Task objective
Below, find the line containing "Practice. Find the locomotive truck" and the line containing "Practice. Find the locomotive cab"; reproduce exactly those two and every line between them, omitting pictures.

Source material START

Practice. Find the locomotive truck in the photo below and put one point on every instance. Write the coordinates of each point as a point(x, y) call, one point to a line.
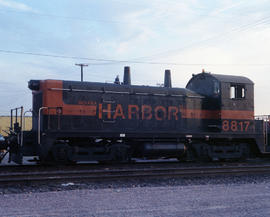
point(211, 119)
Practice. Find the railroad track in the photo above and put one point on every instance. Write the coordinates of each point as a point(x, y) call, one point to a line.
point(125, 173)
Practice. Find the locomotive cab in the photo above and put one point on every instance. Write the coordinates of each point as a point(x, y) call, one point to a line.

Source material END
Source material START

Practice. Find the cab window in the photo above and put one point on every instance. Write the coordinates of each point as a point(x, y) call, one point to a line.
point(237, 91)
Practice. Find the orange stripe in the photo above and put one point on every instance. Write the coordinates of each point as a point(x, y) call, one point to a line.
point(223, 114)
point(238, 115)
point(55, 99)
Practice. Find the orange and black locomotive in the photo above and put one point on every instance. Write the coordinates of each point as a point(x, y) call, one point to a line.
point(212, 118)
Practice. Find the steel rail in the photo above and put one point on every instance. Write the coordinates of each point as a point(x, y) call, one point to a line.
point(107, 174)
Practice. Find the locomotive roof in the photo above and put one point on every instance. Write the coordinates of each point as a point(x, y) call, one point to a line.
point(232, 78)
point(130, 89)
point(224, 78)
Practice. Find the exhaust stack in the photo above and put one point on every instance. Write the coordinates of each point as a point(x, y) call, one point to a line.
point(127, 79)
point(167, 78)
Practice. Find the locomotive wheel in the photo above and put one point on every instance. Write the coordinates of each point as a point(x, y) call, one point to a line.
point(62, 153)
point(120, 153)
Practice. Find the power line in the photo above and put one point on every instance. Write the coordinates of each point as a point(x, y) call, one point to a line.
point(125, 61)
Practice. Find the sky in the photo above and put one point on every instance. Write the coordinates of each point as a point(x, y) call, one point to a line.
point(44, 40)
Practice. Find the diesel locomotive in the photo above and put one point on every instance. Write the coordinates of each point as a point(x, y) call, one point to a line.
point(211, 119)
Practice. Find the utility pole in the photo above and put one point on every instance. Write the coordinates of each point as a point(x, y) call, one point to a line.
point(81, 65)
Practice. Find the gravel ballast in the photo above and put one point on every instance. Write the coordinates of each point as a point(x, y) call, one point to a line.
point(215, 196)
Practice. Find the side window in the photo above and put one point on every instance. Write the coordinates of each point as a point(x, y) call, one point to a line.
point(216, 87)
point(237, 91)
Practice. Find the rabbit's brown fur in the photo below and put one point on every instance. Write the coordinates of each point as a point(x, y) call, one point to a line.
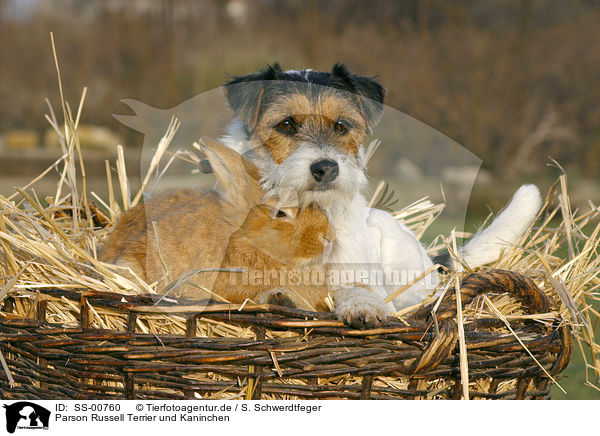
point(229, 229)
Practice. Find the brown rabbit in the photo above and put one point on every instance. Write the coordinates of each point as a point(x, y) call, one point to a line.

Source material END
Source material START

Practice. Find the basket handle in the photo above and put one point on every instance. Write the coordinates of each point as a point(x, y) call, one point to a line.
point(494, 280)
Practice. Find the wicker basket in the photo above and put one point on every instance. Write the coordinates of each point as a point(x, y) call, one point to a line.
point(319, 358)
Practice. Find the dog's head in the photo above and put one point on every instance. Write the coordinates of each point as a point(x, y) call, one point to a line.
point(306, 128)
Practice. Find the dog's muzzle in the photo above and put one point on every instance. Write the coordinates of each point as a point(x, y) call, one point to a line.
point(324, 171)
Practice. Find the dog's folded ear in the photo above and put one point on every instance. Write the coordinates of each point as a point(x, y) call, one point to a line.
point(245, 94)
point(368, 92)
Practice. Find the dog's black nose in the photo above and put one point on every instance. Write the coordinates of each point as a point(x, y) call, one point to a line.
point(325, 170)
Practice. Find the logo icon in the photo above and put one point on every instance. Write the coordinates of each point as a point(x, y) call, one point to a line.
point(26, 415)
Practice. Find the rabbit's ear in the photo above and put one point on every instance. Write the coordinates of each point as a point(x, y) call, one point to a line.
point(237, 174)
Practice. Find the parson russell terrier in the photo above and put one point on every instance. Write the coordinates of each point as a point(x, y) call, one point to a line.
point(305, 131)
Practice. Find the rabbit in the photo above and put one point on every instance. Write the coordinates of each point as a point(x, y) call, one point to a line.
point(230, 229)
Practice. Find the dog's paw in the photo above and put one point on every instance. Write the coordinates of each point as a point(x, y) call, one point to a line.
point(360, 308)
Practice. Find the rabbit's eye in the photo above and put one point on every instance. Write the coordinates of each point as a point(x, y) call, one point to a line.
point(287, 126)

Source material END

Answer to the exercise
Practice. Find the locomotive truck in the photo below and put one point on every instance. Write the coordinates of each point as a point(x, y) call, one point to a line.
point(211, 119)
Practice. Find the railroad track in the photo above and put one point on every instance. Write the coordinates of each point as a point(x, y) call, one point to a line.
point(125, 173)
Practice. Find the locomotive cab in the photo above and put one point on every instance. Write the coordinates of each point as a point(x, y) call, one point to a line.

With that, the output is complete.